## EXTRACT TO READ
►

Tami Jean "TJ"
Having spent the majority of my life in a (mostly verbally) abusive relationship at 35, it was time to get out. I was completely depleted and needed to pull my head out of my ass. I had left many times before. A few days here, 2 weeks there, 6 months once. The camels back was finally broken. He hurt our son, MY son. So I called the police and grabbed a few things, not forgetting all the Christmas cookies I spent the day baking with family, and off we went. Three boys, 10, 12 & 15 (at the time) to stay with my father. It didn’t take long for him to turn the boys against me though. He is a manipulator after all. So there I was, alone and a mess. Not having the strength to fight for them.
I married for the second time 2 years later, without having gotten the help I needed. So after 5 years of a second marriage I went for therapy. I had been married to an undiagnosed sociopath (the first time). People had told me I had PTSD. Which of course was crazy….. Right? Until a doctor told me the same thing. So now I was married to a “fixer”. And when he couldn’t “fix” me, he fell apart. And here I was again. Dealing with a different kind of abuse. The guilt trips. The pity party. My tolerance for any of it was null and void.
Six years ago Tarot was introduced to me by a client. And so began my journey. Crystals, Reiki, Tarot, meditation, inspirational speakers, coaches, mentors, tarot lessons, reiki lessons seminars, online courses etc. I have spent the last 6 years soaking all I could into my heart and soul. I wanted to learn it all! I was on anxiety/depression medication, I had seen a therapist for 5 years, which were both helpful in their time frame. After all this is a journey. I wanted to help myself, and I had found my calling! Through all of this I have gained many tools. Tools that I have used to help myself, and many friends and clients along the way. I have learned that I am “The Wounded Healer”. Through all of my trials and tribulations, I have learned that I am meant to share my story and help others like me. What I have gone through will not be in vain.

◄

## DATA EXCERPTS
►

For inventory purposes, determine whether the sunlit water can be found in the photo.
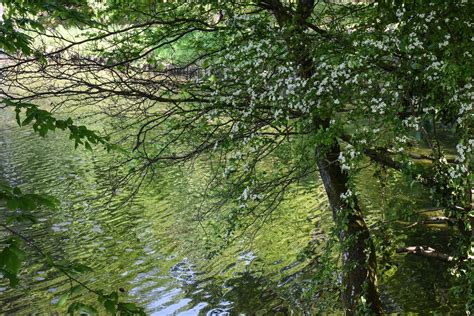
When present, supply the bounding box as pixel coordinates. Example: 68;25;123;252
0;111;462;315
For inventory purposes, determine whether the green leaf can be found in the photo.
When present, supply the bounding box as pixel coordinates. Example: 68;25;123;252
104;300;117;315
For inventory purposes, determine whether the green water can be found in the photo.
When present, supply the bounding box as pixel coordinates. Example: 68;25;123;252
0;111;462;315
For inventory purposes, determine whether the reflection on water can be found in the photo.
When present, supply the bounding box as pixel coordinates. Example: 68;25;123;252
0;111;466;315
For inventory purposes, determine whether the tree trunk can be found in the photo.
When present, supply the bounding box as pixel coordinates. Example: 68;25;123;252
316;143;382;315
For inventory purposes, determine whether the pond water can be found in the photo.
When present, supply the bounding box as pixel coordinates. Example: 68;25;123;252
0;111;463;315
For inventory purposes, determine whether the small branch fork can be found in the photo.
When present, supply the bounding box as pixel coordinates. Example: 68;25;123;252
397;246;454;262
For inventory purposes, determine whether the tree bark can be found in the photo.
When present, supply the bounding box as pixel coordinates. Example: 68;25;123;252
257;0;382;315
316;143;382;315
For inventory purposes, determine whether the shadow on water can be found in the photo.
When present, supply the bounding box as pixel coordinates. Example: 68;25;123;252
0;111;462;315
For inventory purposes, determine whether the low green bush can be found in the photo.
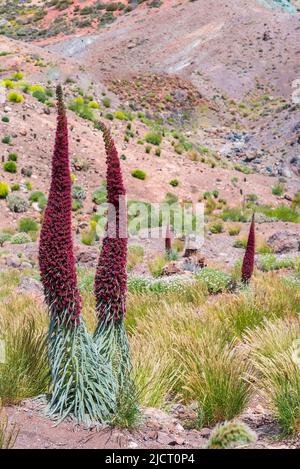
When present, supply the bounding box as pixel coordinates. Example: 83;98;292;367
18;218;39;233
6;194;29;213
145;133;162;146
0;232;11;247
0;182;9;199
7;91;24;103
258;254;294;272
72;185;86;200
8;152;18;162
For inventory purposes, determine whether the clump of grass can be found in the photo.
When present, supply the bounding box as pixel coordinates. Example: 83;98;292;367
127;244;144;272
257;205;300;223
246;319;300;434
0;308;49;405
195;267;232;294
184;324;250;425
145;133;162;146
206;421;257;449
0;410;19;449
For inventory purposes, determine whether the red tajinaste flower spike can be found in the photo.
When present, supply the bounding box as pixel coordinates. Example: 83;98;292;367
242;214;255;283
165;223;172;253
39;85;81;325
95;123;128;323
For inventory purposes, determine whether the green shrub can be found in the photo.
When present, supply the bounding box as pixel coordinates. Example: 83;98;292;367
257;205;300;223
32;90;48;103
72;199;82;212
174;143;184;155
228;225;241;236
29;191;44;202
0;182;9;199
72;185;86;200
131;169;146;181
234;164;252;174
195;267;232;294
11;71;24;81
246;317;300;435
102;96;111;108
221;207;248;223
92;187;107;205
37;194;48;210
1;78;15;90
164;192;178;205
127;244;144;272
6;194;28;213
3;161;17;173
88;101;100;109
292;191;300;209
209;221;224;234
148;255;167;278
18;218;39;233
1;135;11;145
0;232;11;247
258;254;294;272
115;111;133;121
206;421;257;449
8;152;18;162
69;96;95;122
7;91;24;103
11;233;31;244
145;133;162;146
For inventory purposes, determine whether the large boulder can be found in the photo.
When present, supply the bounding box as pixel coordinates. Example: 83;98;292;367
267;231;300;254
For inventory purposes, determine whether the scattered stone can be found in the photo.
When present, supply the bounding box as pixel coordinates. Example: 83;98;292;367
6;257;21;268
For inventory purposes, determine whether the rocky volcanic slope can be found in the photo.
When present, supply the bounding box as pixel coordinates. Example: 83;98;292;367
40;0;300;176
0;0;300;270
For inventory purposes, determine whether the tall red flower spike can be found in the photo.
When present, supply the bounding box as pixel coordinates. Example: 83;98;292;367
242;214;255;283
95;123;128;323
165;223;172;253
39;85;81;325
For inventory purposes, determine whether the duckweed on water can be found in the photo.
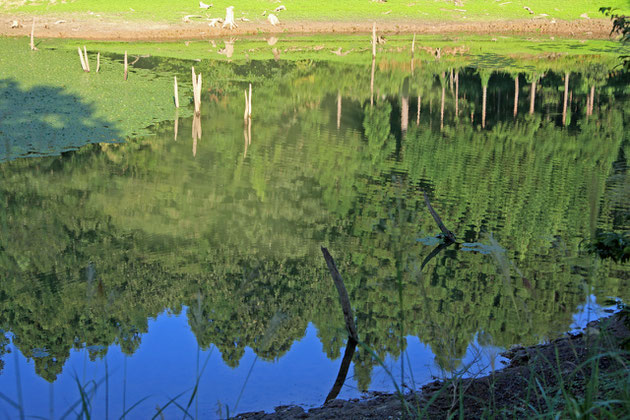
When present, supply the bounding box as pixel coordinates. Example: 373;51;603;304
0;39;191;160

◄

## TASK TO CARRY OUT
Revise the personal story from "I married for" to "null and void.", changing "2 years" to "two years". The records have nothing to do with the personal story.

## RESPONSE BELOW
I married for the second time two years later, without having gotten the help I needed. So after 5 years of a second marriage I went for therapy. I had been married to an undiagnosed sociopath (the first time). People had told me I had PTSD. Which of course was crazy….. Right? Until a doctor told me the same thing. So now I was married to a “fixer”. And when he couldn’t “fix” me, he fell apart. And here I was again. Dealing with a different kind of abuse. The guilt trips. The pity party. My tolerance for any of it was null and void.